[Provided records start]
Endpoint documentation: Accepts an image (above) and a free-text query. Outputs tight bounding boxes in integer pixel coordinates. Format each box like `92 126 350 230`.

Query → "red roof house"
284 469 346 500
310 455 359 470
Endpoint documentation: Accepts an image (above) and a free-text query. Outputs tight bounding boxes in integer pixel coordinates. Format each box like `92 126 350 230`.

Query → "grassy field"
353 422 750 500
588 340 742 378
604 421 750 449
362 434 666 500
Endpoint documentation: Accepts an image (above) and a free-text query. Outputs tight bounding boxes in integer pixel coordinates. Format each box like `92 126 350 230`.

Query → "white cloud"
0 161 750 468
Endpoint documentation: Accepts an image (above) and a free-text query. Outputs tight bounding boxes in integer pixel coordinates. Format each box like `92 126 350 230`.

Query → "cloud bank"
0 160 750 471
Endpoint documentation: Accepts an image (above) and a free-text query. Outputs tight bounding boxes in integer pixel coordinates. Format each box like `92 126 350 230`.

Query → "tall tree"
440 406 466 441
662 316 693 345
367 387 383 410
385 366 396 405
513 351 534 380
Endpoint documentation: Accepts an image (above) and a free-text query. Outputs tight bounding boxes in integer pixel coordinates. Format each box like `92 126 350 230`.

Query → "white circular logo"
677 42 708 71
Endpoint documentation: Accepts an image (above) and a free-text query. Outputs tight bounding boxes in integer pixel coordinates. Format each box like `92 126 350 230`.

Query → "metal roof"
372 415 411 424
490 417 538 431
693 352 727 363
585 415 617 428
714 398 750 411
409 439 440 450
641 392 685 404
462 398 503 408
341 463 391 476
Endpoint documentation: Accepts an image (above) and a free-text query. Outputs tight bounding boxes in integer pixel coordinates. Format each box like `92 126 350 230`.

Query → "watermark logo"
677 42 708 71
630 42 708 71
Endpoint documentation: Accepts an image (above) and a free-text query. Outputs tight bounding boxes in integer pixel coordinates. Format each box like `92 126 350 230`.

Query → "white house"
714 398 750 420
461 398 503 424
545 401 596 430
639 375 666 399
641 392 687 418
[Provided records end]
Reproduce the material above line for line, with no changes of any kind.

**Worked solution**
Endpoint documentation: Accepts an image (above) and a free-text query. Outputs tight bounding boxes in integer pixel coordinates. Format each box like `92 126 350 230`.

Query → "red roof house"
284 469 346 500
310 455 359 470
Endpoint documentation: Accepts an image (above) and a free-text query. Outputs tight bounding boxes in integer pixel coordinates. Format each box like `92 126 350 230`.

Query → "grassy field"
353 422 750 500
588 340 742 378
604 421 750 449
362 434 666 500
Endpoint documentation: Accepts an image (above) and a free-text query. Outputs tight bounding boxes in integer pixel coordinates. Format each box like `92 126 350 230`.

Query → "white cloud"
0 161 750 468
Endpoint documentation: Accepts an image (above) and a free-text query. Outputs tight bounding boxes in integer pixel coordinates. Format each box like `92 126 350 230`.

Query → "cloud bank"
0 160 750 471
Endpoint documentation: Accepts an image (above) and a free-text query. Outputs tight bounding boxes in integer pixel coordinates. Format each box like `92 126 350 230`.

Query → "tall tree"
440 406 466 441
662 316 693 345
367 387 383 410
385 366 396 405
513 351 534 380
Endpoint documentation: Accepts an image (above) and a free-text query. Outputs tight bounding boxes in integer pixel coordinates. Format each box like `92 126 350 230`.

Query → "white circular logo"
677 42 708 71
Endpoint documentation: Accepts an image (above) and a free-text query. Outputs tight bounding boxes in integer pixel coordinates. Format each box like `92 126 350 230`.

Query → "metal roof"
372 415 411 424
490 417 538 431
693 352 727 363
585 415 617 428
714 398 750 411
409 439 440 450
641 392 685 404
462 398 503 408
341 463 391 476
Endpoint documentation: Accepts an image (above) and a free-text query. Outputs tight bounding boxes in integer pixel coordinates. Format each box like `92 126 350 230`.

Query → "watermark logo"
677 42 708 71
630 42 708 71
Endpoint documentation: Accepts an image (above) and a free-text query. Outputs tight bounding boxes in integer pixel coordinates. Format each box like `92 126 350 230`.

Query → "white house"
714 398 750 420
461 398 503 424
545 401 596 430
639 375 666 399
641 392 687 418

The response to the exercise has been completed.